"No Pigeons" is the second and final single by Sporty Thievz, released from their 1999 album Street Cinema. A rebuttal to TLC's smash hit single "No Scrubs", it received heavy radio play at the time of its release and peaked at #12 on the U.S. Billboard Hot 100, at about the same time the TLC single was enjoying a successful chart run.

Song information
"No Pigeons" was originally written & recorded by rap artist Mr. Wood$ alongside one of New York's highly respected  mix tape DJs, DJ Rhude. Both wanted to create a male-aimed response after the widespread international success of TLC's song "No Scrubs," which discusses the unwillingness of women to engage in a relationship with unemployed, grimy, unsophisticated, or poorly-mannered men. The song was then titled "No Vultures" and released independently via mix tape, which DJ Rhude was known for in the early-to-late 1990s.

"No Vultures" landed into the hands of WQHT/Hot 97's DJ & On Air Personality Funkmaster Flex, who quickly realized that the record would be a perfect hit for a group that he produced and mentored called Sporty Thievz. Flex quickly contacted Mr. Wood$ & DJ Rhude to re-record the record along with the Sporty Thievz to be released nationally under the name "No Pigeons" after taking a unanimous vote that a pigeon would work better commercially, as being called a "vulture" could potentially offend some female listeners.

Nationally released as "No Pigeons" by the Sporty Thievz featuring Mr. Wood$, the song discusses the dilemma that "No Scrubs" alluded to, but referring to women as "pigeons" instead of "scrubs". Throughout the song, the artists on the track make overt references to unsightly, substandard women, accusing them of wearing hair weaves, having "more than one baby father" and poor personal hygiene, receiving public assistance, and stripping "all week to go clubbing".

.....

▶ **Directive 1**
Could you condense the paragraph of the article on "No Pigeons" that begins "No Vultures" landed into the hands into a short bulleted list that keeps its main facts?
▶ **Directive 2**
Would you give again, word for word, the part of the article on "No Pigeons" running from "Song information" up to and including "the early-to-late 1990s."?
Base your answers solely on the article on "No Pigeons."

▶ **Labeled-object pointing entries**
.....

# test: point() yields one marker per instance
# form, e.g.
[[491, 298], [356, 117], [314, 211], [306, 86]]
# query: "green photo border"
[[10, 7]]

.....

▶ **Correct response 1**
- "No Vultures" reached Funkmaster Flex, a DJ and on-air personality at WQHT/Hot 97.
- He saw it as an ideal hit for Sporty Thievz, a group he produced and mentored.
- He contacted Mr. Wood$ and DJ Rhude to re-record it with Sporty Thievz for national release.
- By unanimous vote, the title became "No Pigeons," since a pigeon would work better commercially and "vulture" might offend some female listeners.

▶ **Correct response 2**
Song information
"No Pigeons" was originally written & recorded by rap artist Mr. Wood$ alongside one of New York's highly respected  mix tape DJs, DJ Rhude. Both wanted to create a male-aimed response after the widespread international success of TLC's song "No Scrubs," which discusses the unwillingness of women to engage in a relationship with unemployed, grimy, unsophisticated, or poorly-mannered men. The song was then titled "No Vultures" and released independently via mix tape, which DJ Rhude was known for in the early-to-late 1990s.